__Exercise material__:
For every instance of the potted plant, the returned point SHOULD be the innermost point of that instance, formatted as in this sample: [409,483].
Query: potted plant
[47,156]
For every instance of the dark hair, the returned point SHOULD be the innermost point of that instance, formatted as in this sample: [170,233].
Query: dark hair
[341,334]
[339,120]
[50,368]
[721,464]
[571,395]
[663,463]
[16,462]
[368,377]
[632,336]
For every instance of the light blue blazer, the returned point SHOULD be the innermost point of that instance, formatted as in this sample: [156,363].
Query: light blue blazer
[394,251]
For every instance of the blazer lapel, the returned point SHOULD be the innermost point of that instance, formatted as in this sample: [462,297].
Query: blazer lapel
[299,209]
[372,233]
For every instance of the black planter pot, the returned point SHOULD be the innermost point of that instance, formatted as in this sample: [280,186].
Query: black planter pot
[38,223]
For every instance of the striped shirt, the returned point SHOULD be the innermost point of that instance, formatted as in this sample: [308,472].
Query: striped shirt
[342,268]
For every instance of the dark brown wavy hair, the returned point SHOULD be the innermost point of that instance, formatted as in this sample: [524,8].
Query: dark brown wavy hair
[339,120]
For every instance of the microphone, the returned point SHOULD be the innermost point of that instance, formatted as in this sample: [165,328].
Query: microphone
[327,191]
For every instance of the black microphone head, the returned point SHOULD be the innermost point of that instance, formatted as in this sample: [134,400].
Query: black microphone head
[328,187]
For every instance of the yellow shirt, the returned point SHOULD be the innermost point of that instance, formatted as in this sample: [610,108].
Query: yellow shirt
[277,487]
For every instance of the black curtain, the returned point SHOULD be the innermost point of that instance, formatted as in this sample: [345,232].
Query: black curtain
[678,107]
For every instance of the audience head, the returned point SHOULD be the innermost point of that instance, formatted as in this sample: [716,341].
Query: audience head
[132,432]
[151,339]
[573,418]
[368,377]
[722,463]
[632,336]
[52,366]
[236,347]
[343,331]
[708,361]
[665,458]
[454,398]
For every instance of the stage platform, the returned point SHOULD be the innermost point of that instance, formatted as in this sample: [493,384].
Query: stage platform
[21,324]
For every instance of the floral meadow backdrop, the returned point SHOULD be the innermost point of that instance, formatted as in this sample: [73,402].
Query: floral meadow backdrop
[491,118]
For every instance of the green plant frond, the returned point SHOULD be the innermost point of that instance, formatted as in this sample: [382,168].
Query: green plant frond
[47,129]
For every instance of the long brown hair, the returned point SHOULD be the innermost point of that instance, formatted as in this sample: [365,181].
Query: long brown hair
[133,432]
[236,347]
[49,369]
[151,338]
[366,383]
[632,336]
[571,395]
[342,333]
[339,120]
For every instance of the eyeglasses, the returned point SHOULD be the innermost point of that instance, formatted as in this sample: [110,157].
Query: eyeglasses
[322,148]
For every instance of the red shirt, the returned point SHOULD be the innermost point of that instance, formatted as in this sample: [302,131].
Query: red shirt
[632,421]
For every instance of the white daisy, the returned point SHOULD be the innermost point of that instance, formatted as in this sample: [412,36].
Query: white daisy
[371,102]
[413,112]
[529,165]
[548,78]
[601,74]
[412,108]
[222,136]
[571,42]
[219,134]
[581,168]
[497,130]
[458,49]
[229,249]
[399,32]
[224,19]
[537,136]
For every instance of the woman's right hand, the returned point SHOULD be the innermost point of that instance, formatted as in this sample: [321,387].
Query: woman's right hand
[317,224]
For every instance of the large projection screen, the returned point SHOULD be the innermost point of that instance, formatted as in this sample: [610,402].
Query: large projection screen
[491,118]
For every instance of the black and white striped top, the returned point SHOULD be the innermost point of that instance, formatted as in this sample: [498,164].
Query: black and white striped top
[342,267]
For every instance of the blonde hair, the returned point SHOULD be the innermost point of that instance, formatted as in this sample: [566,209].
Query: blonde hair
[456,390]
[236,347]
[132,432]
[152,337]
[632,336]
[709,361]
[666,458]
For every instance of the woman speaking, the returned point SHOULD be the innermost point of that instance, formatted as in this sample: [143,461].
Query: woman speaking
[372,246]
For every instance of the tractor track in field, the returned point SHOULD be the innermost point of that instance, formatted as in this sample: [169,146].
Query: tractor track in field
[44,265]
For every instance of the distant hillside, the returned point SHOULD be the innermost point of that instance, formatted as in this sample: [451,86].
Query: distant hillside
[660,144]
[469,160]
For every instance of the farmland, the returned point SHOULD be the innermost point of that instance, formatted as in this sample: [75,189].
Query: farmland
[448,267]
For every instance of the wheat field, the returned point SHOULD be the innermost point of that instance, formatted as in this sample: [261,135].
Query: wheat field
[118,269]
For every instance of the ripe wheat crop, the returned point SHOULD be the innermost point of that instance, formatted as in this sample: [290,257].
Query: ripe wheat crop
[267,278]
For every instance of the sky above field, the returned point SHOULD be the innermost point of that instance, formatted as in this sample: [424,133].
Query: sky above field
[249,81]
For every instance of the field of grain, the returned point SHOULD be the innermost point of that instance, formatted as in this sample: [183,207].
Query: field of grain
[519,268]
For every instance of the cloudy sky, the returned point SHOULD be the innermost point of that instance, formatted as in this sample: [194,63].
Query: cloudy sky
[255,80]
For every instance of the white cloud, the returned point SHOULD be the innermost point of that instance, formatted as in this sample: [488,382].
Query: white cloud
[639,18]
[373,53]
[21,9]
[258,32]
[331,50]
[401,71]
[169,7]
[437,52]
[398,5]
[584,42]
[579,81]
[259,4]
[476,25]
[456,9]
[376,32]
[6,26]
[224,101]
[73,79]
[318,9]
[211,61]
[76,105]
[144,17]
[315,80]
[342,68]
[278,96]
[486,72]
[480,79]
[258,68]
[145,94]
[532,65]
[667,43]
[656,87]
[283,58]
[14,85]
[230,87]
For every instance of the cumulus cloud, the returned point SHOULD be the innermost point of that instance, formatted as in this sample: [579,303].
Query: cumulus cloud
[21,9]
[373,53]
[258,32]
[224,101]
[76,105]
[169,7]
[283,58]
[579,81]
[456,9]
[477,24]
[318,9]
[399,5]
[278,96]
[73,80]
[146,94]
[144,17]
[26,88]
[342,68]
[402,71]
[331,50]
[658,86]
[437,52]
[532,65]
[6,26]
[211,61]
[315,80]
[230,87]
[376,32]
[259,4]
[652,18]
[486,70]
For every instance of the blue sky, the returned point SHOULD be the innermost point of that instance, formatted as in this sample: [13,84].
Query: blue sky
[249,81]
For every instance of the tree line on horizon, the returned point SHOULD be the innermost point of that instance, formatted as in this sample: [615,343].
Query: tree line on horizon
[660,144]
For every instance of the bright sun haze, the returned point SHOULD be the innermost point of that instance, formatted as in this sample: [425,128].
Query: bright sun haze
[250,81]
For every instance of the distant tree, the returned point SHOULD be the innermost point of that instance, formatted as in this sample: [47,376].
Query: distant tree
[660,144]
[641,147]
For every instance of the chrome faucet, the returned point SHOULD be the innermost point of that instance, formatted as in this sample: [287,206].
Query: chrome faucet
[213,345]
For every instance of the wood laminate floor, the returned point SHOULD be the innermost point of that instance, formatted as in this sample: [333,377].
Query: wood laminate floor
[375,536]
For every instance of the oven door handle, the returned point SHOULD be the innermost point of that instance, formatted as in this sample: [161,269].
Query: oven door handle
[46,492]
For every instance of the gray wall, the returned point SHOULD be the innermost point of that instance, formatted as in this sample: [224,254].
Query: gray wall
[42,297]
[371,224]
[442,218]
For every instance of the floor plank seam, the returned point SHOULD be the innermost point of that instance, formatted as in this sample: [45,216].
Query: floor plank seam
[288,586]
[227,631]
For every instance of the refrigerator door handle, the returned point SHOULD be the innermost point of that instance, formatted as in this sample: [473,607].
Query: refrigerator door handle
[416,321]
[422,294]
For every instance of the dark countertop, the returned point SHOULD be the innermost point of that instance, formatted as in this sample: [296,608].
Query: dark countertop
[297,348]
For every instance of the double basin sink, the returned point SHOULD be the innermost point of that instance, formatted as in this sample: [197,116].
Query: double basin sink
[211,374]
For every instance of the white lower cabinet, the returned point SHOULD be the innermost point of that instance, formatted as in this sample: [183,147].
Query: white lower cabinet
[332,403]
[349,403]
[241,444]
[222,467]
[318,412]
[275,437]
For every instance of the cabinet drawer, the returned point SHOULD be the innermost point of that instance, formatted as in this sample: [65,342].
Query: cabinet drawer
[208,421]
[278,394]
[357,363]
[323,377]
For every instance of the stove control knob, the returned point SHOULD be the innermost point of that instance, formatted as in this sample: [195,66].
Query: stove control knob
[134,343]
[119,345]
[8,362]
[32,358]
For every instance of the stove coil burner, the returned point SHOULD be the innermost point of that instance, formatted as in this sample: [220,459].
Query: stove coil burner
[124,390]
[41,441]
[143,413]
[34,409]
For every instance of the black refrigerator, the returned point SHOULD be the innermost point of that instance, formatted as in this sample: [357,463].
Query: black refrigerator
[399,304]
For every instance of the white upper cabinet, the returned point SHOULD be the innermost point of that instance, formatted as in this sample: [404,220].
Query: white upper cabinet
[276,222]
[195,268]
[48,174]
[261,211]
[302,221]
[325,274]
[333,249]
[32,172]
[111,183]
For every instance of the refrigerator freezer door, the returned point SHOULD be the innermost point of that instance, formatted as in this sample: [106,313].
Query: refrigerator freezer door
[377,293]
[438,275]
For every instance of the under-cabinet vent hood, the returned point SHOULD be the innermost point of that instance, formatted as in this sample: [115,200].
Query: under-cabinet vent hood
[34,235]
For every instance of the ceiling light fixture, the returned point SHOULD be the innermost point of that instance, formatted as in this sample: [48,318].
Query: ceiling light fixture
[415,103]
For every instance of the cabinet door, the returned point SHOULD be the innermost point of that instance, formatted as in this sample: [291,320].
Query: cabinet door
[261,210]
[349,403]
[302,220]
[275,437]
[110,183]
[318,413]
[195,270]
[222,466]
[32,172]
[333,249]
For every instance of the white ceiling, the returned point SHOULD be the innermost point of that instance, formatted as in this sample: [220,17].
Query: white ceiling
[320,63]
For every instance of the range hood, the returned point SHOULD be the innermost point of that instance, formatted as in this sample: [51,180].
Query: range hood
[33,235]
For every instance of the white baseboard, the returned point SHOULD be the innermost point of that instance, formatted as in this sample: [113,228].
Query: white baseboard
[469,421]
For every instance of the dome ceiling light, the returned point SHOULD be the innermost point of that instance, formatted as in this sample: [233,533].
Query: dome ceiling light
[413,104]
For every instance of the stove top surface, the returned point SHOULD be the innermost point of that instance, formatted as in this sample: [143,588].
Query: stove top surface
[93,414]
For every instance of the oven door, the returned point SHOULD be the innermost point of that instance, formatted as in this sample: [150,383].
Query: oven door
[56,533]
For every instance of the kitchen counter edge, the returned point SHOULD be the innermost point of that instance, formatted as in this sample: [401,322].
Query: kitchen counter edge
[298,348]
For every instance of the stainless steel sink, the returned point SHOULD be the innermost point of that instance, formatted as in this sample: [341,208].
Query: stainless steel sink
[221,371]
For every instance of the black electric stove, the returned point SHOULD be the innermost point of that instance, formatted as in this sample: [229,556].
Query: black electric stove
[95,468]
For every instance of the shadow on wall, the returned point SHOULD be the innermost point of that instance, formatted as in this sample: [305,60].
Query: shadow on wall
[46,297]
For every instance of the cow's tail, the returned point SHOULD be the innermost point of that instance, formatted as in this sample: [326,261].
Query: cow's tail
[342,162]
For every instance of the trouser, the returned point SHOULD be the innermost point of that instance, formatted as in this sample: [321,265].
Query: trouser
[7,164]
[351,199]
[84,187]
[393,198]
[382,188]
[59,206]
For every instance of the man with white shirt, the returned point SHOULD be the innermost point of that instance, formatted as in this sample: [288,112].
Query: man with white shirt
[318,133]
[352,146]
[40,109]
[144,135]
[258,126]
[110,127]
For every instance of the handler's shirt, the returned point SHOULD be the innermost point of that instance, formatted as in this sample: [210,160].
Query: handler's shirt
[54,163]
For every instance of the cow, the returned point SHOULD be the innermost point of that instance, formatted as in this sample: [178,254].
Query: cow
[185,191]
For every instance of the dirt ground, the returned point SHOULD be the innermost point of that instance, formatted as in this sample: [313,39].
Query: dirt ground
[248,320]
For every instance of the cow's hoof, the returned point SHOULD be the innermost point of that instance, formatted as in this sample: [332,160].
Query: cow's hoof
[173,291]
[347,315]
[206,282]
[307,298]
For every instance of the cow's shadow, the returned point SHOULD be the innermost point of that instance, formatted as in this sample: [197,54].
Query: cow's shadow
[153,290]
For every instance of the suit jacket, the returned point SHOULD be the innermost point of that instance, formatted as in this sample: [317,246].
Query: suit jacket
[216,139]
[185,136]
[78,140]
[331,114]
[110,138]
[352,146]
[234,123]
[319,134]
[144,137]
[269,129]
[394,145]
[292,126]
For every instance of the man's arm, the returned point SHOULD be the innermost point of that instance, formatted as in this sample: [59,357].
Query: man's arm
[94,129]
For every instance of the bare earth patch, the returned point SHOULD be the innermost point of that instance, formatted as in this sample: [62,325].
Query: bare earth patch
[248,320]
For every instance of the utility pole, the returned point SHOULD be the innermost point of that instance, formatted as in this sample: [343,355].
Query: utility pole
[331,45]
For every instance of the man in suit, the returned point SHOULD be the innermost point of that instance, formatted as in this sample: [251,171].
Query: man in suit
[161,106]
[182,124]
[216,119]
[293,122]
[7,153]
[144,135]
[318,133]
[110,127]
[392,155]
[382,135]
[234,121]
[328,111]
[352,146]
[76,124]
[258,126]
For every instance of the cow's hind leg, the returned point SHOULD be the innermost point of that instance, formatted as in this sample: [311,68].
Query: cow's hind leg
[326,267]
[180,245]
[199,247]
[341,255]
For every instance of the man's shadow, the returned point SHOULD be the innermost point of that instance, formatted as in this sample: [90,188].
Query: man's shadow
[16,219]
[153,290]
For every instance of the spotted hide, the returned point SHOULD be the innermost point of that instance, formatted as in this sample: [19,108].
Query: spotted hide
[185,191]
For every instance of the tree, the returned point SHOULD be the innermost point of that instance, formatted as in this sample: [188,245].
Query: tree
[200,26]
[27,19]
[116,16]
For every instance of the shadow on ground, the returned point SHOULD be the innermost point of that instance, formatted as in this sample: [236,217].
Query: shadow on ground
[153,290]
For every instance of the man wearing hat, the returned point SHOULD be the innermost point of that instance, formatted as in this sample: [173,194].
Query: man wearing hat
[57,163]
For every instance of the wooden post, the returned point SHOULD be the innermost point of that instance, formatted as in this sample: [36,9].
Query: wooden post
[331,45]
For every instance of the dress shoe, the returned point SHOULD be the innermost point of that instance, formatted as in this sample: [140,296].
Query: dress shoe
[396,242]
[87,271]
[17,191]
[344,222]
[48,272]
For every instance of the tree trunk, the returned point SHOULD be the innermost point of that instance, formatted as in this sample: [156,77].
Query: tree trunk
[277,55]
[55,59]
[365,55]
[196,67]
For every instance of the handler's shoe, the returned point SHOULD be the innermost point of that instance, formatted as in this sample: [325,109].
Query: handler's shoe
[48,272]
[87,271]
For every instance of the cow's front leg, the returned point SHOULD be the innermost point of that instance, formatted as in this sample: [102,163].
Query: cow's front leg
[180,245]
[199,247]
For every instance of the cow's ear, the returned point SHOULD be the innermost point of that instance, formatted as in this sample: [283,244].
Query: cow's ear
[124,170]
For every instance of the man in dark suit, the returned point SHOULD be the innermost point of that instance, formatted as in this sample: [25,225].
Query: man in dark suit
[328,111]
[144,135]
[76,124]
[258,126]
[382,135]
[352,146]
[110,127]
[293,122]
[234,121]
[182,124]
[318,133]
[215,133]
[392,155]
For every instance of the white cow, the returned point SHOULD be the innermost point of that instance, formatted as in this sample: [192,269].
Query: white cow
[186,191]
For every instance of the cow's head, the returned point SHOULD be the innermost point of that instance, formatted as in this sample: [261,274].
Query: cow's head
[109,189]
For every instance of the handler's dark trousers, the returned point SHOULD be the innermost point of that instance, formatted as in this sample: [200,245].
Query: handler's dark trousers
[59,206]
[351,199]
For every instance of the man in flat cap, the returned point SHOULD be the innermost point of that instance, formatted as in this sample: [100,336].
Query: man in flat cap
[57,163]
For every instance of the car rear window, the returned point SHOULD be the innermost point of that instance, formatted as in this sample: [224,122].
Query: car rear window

__Goal of the exercise__:
Find "For every instance of the dress" in the data above, then repeat that line and all lines after it exactly, ending with the final line.

__Result of the task__:
For every instance of the dress shoe, the returned point SHOULD be the innermost point of that instance, formatted as in this sample: [140,296].
Query: dress shoe
[396,242]
[87,271]
[17,191]
[344,222]
[48,272]
For every instance of the tree trunk, the returned point SHOULD be the innermost point of that instance, formatted as in this sample: [156,77].
Query: tree trunk
[277,55]
[55,59]
[365,55]
[196,67]
For every instance of the handler's shoe, the returned point SHOULD be the innermost point of that instance, formatted as in this sample: [325,109].
Query: handler's shoe
[48,272]
[87,271]
For every instance of the cow's front leg, the returned point SHOULD be the innermost point of that instance, formatted as in this sample: [102,163].
Query: cow's front leg
[180,245]
[199,247]
For every instance of the cow's ear, the returned point SHOULD be the innermost point of that instance, formatted as in this sample: [283,244].
Query: cow's ear
[124,170]
For every instance of the man in dark suit, the returned point SHOULD be the innermost point of that instance, formatted as in this sample: [25,225].
Query: man in dark suit
[328,111]
[144,135]
[76,124]
[258,126]
[382,135]
[352,146]
[110,127]
[293,122]
[234,121]
[182,124]
[318,133]
[215,133]
[392,155]
For every instance of the white cow, the returned point SHOULD be the innermost point of that instance, formatted as in this sample: [192,269].
Query: white cow
[186,191]
For every instance of the cow's head, the returned point SHOULD be the innermost point of that instance, formatted as in this sample: [261,274].
Query: cow's head
[109,189]
For every instance of the handler's dark trousers, the returned point SHOULD be the innermost point of that instance, formatted as in this sample: [200,245].
Query: handler's dark trousers
[59,206]
[351,199]
For every instance of the man in flat cap, the returned point SHOULD be the innermost point of that instance, formatted as in this sample: [100,336].
Query: man in flat cap
[57,163]
For every instance of the car rear window, the returned point SHOULD be the innermost point of that instance, formatted as in this sample: [224,122].
Query: car rear window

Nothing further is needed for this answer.